+++ Provided data +++

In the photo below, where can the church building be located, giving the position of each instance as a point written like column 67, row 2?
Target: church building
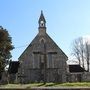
column 42, row 60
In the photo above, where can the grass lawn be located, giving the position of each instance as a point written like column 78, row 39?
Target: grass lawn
column 78, row 84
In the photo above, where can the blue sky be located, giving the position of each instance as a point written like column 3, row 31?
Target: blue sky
column 66, row 20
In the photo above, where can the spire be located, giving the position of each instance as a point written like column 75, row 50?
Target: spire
column 42, row 24
column 42, row 21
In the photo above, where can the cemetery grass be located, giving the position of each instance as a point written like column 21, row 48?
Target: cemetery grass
column 76, row 84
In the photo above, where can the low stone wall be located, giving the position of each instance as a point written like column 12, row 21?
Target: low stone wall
column 48, row 88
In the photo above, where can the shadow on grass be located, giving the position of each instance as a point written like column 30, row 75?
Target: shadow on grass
column 51, row 84
column 48, row 84
column 42, row 84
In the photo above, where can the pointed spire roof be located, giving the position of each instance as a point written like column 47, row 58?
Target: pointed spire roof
column 42, row 17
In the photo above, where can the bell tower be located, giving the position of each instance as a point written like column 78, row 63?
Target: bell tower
column 42, row 24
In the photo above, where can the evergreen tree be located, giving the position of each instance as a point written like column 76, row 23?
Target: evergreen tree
column 5, row 47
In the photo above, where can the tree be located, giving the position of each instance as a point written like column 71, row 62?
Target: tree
column 5, row 47
column 81, row 50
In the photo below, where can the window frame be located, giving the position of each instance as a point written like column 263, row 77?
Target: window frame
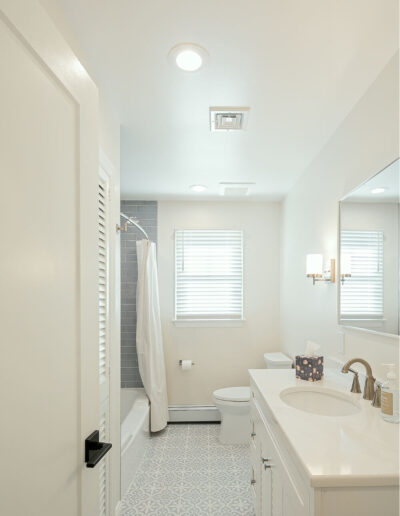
column 216, row 321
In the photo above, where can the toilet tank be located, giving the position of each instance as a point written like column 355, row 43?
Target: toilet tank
column 277, row 361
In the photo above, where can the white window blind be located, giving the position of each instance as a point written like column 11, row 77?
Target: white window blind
column 361, row 295
column 208, row 274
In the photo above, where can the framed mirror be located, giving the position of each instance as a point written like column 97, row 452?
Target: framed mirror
column 369, row 254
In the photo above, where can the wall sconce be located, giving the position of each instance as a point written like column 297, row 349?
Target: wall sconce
column 316, row 271
column 345, row 267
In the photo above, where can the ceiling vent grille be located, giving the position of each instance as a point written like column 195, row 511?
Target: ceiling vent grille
column 230, row 189
column 228, row 118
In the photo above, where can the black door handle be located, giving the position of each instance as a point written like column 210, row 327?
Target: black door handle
column 95, row 450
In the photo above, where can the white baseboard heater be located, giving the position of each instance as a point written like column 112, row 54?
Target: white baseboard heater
column 193, row 413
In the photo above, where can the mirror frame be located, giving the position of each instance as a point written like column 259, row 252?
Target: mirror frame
column 339, row 282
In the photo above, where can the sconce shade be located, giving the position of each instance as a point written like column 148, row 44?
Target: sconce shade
column 314, row 265
column 345, row 265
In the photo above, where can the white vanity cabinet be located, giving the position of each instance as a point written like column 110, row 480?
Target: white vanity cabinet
column 277, row 491
column 281, row 486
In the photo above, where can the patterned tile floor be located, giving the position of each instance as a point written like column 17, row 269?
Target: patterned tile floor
column 186, row 472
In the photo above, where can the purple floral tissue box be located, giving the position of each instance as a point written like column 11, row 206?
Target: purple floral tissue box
column 310, row 369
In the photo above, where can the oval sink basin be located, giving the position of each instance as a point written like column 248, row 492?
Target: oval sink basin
column 324, row 402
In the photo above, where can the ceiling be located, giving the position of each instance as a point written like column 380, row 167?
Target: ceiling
column 299, row 66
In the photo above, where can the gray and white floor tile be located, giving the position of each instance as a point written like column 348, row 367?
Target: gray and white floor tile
column 185, row 471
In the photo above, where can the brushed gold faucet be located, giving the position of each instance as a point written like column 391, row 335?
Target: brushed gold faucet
column 369, row 387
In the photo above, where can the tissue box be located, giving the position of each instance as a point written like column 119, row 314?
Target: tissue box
column 309, row 368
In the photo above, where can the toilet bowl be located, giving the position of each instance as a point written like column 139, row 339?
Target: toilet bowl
column 234, row 404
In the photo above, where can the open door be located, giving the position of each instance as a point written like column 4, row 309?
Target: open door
column 49, row 304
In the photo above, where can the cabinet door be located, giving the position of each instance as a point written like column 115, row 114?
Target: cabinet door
column 255, row 473
column 271, row 483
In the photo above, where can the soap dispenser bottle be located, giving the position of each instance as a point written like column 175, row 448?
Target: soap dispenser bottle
column 390, row 408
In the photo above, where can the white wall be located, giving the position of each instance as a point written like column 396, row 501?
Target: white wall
column 222, row 355
column 366, row 142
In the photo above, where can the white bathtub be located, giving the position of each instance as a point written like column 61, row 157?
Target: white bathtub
column 134, row 432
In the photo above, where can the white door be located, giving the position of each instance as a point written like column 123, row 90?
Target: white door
column 49, row 365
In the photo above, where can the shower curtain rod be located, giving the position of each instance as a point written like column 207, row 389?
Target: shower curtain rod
column 131, row 221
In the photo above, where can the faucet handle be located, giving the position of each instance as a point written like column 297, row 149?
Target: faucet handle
column 355, row 386
column 376, row 402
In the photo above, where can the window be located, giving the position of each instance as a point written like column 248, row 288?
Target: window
column 361, row 294
column 208, row 275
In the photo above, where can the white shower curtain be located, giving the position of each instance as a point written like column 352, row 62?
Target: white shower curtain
column 149, row 343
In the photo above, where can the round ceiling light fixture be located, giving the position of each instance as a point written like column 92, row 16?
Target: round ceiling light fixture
column 198, row 188
column 377, row 191
column 188, row 57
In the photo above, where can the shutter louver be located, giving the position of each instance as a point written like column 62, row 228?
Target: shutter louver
column 209, row 271
column 103, row 279
column 361, row 295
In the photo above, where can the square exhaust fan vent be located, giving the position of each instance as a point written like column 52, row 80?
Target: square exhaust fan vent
column 230, row 189
column 228, row 118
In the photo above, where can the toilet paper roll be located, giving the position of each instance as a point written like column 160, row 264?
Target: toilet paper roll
column 186, row 365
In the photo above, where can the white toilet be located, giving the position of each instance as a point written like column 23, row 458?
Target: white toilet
column 234, row 404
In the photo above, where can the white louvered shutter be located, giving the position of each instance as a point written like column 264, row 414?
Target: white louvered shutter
column 104, row 331
column 208, row 274
column 103, row 278
column 361, row 295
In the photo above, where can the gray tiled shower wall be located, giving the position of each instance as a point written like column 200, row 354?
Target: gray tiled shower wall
column 146, row 213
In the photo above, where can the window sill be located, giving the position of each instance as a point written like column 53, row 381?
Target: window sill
column 209, row 323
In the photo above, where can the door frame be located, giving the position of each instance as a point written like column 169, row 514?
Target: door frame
column 30, row 23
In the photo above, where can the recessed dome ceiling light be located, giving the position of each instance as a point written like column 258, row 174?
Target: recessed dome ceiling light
column 198, row 188
column 188, row 57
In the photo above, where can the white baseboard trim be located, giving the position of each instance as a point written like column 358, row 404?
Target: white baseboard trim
column 193, row 413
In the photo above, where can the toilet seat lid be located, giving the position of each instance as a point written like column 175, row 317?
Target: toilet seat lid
column 233, row 394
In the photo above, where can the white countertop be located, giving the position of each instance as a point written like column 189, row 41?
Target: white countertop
column 354, row 450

+++

→ Goal of the exercise
Arrange the items above as a two-column CSV with the headers "item_text" and "answer" and one row per item. Put each item's text and its full answer in single quoted fields, turn line breaks into spaces, and leave out the pictures.

→ Response for this exercise
item_text,answer
"In the photo below, where can the church building be located, giving the position of each instance as a point written like column 67, row 2? Target: church building","column 42, row 60"
"In the photo above, where can the grass lawn be located, giving the position of each instance as a point written like column 78, row 39? Target: grass lawn","column 78, row 84"
"In the photo above, where can the blue sky be located, giving the position of each instance as a point written like column 3, row 31? Target: blue sky","column 66, row 20"
"In the photo above, where can the spire be located, giving the position of each instance as a point written like column 75, row 50? Target: spire","column 42, row 24 column 42, row 21"
"In the photo above, where can the cemetery grass be located, giving the position of each instance as a point written like column 21, row 48? Target: cemetery grass","column 76, row 84"
"In the photo above, where can the low stone wall be located, giving the position of each instance as a point written like column 12, row 21? Target: low stone wall","column 48, row 88"
"In the photo above, where can the shadow on grass be located, giving the position of each instance as a point written like column 30, row 75? Target: shadow on grass","column 51, row 84 column 48, row 84 column 42, row 84"
"In the photo above, where can the pointed spire roof be located, giving the position of each instance as a point written like column 47, row 58? Target: pointed spire roof","column 42, row 17"
"In the photo above, where can the bell tower be located, giving the position of each instance as a point written like column 78, row 63? Target: bell tower","column 42, row 24"
"In the photo above, where can the evergreen tree be located, giving the position of each instance as a point written like column 76, row 23? Target: evergreen tree","column 5, row 47"
"In the photo above, where can the tree be located, giving the position of each instance as a point written like column 71, row 62? Target: tree","column 5, row 47 column 81, row 50"
"In the photo below, where can the window frame be located, giving the position of each instance as a point written like column 263, row 77? Target: window frame","column 216, row 321"
"In the photo above, where can the toilet tank be located, giving the position of each instance as a point written like column 355, row 43? Target: toilet tank","column 277, row 361"
"In the photo above, where can the white window blind be located, giving the position of each instance as a point written like column 11, row 77? Target: white window blind","column 361, row 295 column 208, row 274"
"In the photo above, where can the framed mirror be located, giving the position of each instance as a point written like column 97, row 452? Target: framed mirror","column 369, row 254"
"In the photo above, where can the wall sconce be located, giving the position of each instance as a point written like column 297, row 349? Target: wall sconce","column 316, row 271 column 345, row 267"
"In the photo above, where can the ceiling vent grille be located, giving the position of each instance as a point written like column 195, row 511? Target: ceiling vent grille","column 230, row 189 column 228, row 118"
"In the photo above, where can the black door handle be located, giving the position of each instance as a point written like column 210, row 327? Target: black door handle","column 95, row 450"
"In the photo above, where can the white baseboard heater be located, giving the position of each instance as a point written like column 112, row 54? Target: white baseboard heater","column 193, row 413"
"In the photo above, where can the mirror frame be located, giving the position of each instance as a point written like column 259, row 252? Target: mirror frame","column 339, row 282"
"In the photo above, where can the sconce shade be located, giving the position of each instance as a point written like column 148, row 44? Target: sconce shade","column 314, row 265 column 345, row 265"
"In the photo above, where can the white vanity cabinet be located, giving the position of each instance as a point written like column 110, row 480? Target: white vanity cabinet","column 277, row 491 column 281, row 486"
"In the photo above, where can the patterned tile floor be located, giving the position of each instance as a point written like column 17, row 269? Target: patterned tile floor","column 186, row 472"
"In the photo above, where can the purple floral tissue box be located, giving the position of each instance as a point written like column 11, row 206? Target: purple floral tissue box","column 310, row 369"
"In the photo above, where can the oval sink basin be located, giving the position of each instance as a point written like column 248, row 492? Target: oval sink basin","column 324, row 402"
"In the photo above, where can the ceiling be located, giving the position of each instance as a point written like column 380, row 167? Target: ceiling","column 299, row 66"
"In the photo above, where can the gray and white floor tile be located, giving the position of each instance as a point written like column 348, row 367? Target: gray and white floor tile","column 185, row 471"
"In the photo above, where can the brushed gold faucet be located, giving the position of each instance as a point written like column 391, row 335? Target: brushed gold faucet","column 369, row 387"
"In the photo above, where can the tissue box be located, giving the position of each instance as a point written like column 119, row 314? Target: tissue box","column 309, row 368"
"In the photo above, where can the toilet bowl be located, giving the position of each instance as a point written like column 139, row 339? Target: toilet bowl","column 234, row 404"
"In the photo above, where can the open door be located, giving the position of each instance as a point written like column 4, row 309? Target: open door","column 49, row 304"
"In the photo above, where can the cabinet door be located, giving the position of each instance as a point written like column 115, row 114? Target: cabinet door","column 255, row 473 column 271, row 483"
"In the photo above, where can the soap dispenser bottle be located, giving the position of each instance as a point written like column 175, row 448? Target: soap dispenser bottle","column 390, row 408"
"In the photo above, where can the white wall be located, giving the position of each instance as a point written like column 396, row 501? Target: white wall","column 222, row 355 column 366, row 142"
"In the photo above, where can the white bathtub be located, giving the position of each instance as a point written like column 61, row 157? Target: white bathtub","column 134, row 432"
"In the photo above, where can the white door be located, giving the position of each instance as a point written like column 123, row 90? Target: white door","column 49, row 365"
"In the photo above, where can the shower curtain rod be located, giving the position of each instance as a point written like column 207, row 389? Target: shower curtain rod","column 131, row 221"
"In the photo above, where can the faucet handle be located, giving the position of each instance as a point written like column 297, row 149? Target: faucet handle","column 355, row 386 column 376, row 402"
"In the photo above, where can the window be located, giving the position of each instance as a point written like column 248, row 288? Target: window","column 361, row 294 column 208, row 275"
"In the photo above, where can the white shower curtain be located, giving the position of each instance as a point written like column 352, row 62? Target: white shower curtain","column 149, row 343"
"In the photo above, where can the round ceiling light fixture be located, giving the position of each instance as a point written like column 92, row 16? Target: round ceiling light fixture","column 198, row 188 column 377, row 191 column 188, row 57"
"In the photo above, where can the shutter louver be located, giving the position of each instance as a point written like column 62, row 228? Target: shutter louver","column 209, row 271 column 103, row 279 column 361, row 295"
"In the photo above, where can the square exhaust fan vent be located, giving the position of each instance as a point written like column 52, row 80? Target: square exhaust fan vent","column 230, row 189 column 228, row 118"
"In the photo above, where can the toilet paper roll be located, giving the position of each instance as a point written like column 160, row 264? Target: toilet paper roll","column 186, row 365"
"In the photo above, where can the white toilet be located, giving the position of each instance as a point written like column 23, row 458? Target: white toilet","column 234, row 404"
"In the photo above, where can the white louvered shutter be located, giving the position of each instance as a point written like column 264, row 414? Target: white louvered shutter","column 104, row 331 column 208, row 274 column 103, row 278 column 361, row 295"
"In the photo above, where can the gray tiled shower wall be located, giving the position of each instance as a point written like column 200, row 354? Target: gray tiled shower wall","column 146, row 213"
"In the photo above, where can the window sill be located, giving the position of each instance as a point written like column 53, row 381? Target: window sill","column 209, row 323"
"In the photo above, where can the door frame be located, giving the position of each instance as a point written like column 169, row 514? Target: door frame","column 30, row 23"
"In the photo above, where can the recessed dome ceiling light be located, giving the position of each instance as a point written like column 258, row 174? Target: recessed dome ceiling light","column 198, row 188 column 188, row 57"
"In the photo above, where can the white baseboard trim be located, giving the position of each instance as a point written like column 358, row 404? Target: white baseboard trim","column 193, row 413"
"In the photo above, where can the toilet seat lid be located, giving the position of each instance as a point written like column 175, row 317? Target: toilet seat lid","column 233, row 394"
"In the photo above, where can the white countertop be located, giving the position of each instance as a point written like column 189, row 41? Target: white countertop","column 354, row 450"